#### [Set exercise]
Copy the records below, substituting "Place a dot on" for every occurrence of "Put a marker on" and leaving everything else unchanged.

#### [Data shown]
⟨

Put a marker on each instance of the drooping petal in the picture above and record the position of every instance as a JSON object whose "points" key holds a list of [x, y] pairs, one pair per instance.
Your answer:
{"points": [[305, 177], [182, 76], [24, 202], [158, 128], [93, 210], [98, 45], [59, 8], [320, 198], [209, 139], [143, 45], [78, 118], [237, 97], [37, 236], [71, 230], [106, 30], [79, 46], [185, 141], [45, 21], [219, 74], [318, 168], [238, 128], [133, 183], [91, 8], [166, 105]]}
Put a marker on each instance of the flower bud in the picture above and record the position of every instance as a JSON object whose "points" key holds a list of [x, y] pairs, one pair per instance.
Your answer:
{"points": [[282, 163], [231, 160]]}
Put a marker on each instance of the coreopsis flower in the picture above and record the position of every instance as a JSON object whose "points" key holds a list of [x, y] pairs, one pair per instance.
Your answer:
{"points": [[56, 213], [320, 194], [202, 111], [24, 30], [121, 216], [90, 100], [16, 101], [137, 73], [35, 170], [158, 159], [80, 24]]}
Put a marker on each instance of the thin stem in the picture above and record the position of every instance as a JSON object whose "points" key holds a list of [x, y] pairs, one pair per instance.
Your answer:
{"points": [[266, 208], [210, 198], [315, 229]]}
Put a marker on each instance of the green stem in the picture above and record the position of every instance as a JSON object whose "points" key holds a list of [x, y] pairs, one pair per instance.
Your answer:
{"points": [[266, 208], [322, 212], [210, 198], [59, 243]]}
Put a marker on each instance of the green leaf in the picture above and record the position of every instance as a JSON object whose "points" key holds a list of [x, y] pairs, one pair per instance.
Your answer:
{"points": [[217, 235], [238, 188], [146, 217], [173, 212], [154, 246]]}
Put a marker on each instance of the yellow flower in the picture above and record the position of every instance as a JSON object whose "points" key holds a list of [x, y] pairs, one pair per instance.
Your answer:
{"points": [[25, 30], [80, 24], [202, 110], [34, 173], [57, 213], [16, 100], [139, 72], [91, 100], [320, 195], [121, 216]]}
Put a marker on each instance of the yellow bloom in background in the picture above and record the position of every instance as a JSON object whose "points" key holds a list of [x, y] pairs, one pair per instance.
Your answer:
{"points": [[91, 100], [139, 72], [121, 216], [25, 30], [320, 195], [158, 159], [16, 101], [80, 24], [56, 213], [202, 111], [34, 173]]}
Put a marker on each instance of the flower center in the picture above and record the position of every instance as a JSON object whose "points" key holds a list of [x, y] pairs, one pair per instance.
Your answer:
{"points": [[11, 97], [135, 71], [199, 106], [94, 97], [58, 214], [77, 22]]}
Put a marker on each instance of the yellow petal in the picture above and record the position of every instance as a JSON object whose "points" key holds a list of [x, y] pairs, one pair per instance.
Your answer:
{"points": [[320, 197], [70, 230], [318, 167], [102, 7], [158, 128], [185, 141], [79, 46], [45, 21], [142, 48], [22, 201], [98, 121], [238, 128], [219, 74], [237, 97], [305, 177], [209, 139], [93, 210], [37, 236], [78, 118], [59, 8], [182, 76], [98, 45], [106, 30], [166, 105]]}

⟩

#### [Solution to the exercise]
Place a dot on each instance of the drooping petal in the picture above and record the position of every instance as a JSON object whose "points" key holds a list of [x, y] pairs, one pair per instance.
Your answer:
{"points": [[305, 177], [182, 76], [24, 202], [158, 128], [93, 210], [98, 45], [59, 8], [320, 198], [209, 139], [143, 45], [78, 118], [237, 97], [37, 236], [71, 230], [106, 30], [79, 46], [185, 141], [45, 21], [219, 74], [318, 168], [238, 128], [133, 183], [91, 8], [166, 105]]}
Place a dot on each instance of the flower bud in the picture above and record the position of every instance as a JSON object whose "points" key holds a list of [x, y] pairs, one pair per instance.
Your answer:
{"points": [[282, 163], [231, 160]]}
Place a dot on each instance of the coreopsis flower in the picture above and record the position of every instance as a JSON object whose "points" key holds a list of [x, y] pairs, one pair per instance.
Your answer:
{"points": [[56, 213], [320, 194], [202, 111], [24, 30], [121, 216], [90, 100], [16, 101], [137, 73], [35, 170], [158, 159], [80, 24]]}
Place a dot on each instance of the thin stem in the picture above and record the position of every instance as a JSON object whose "points" key holds a list of [x, y] pairs, one pair per instance.
Your answer:
{"points": [[266, 208], [210, 198], [315, 229]]}
Place a dot on each instance of the green stem in the picture above and record the position of every instance as a JSON object whose "points" key holds a list of [x, y] pairs, one pair per instance.
Your answer:
{"points": [[266, 208], [322, 212], [210, 198], [59, 243]]}
Place a dot on each instance of the green leaf in the picture above and record the position of every instance as a JSON object whose "points" key holds a list of [x, y] pairs, one pair per instance.
Your answer:
{"points": [[217, 235], [238, 188], [146, 217], [173, 212], [154, 246]]}
Place a dot on each instance of the yellow flower in the picture above and record the position of every instance as a JSON object whose "points" key holds a list of [x, y] pairs, one pair per instance.
Your answer:
{"points": [[25, 30], [80, 24], [202, 110], [34, 173], [57, 213], [16, 100], [139, 72], [91, 100], [320, 195], [121, 216]]}
Place a dot on each instance of the yellow bloom in background in the picture above and record the position of every instance as a JSON object whose "points" key holds a list of [x, y] pairs, one pair per instance.
Your answer:
{"points": [[91, 100], [139, 72], [121, 216], [25, 30], [320, 195], [158, 159], [16, 101], [80, 24], [56, 213], [202, 111], [34, 173]]}
Place a dot on each instance of the flower center in the picture above and record the position of every instance as a JSON object whose "points" key holds a list of [x, y] pairs, one pair per instance.
Your answer:
{"points": [[11, 97], [135, 71], [199, 106], [94, 97], [58, 214], [77, 22]]}
Place a dot on each instance of the yellow petal in the picture above and record the position of every instance as a JSON object whose "points" key holds a list of [x, y] pairs, one pair per instance.
Your answer:
{"points": [[320, 197], [70, 230], [318, 167], [102, 7], [158, 128], [185, 141], [79, 46], [45, 21], [142, 48], [22, 201], [98, 121], [238, 128], [219, 74], [237, 97], [305, 177], [209, 139], [93, 210], [37, 236], [78, 118], [59, 8], [182, 76], [98, 45], [106, 30], [166, 105]]}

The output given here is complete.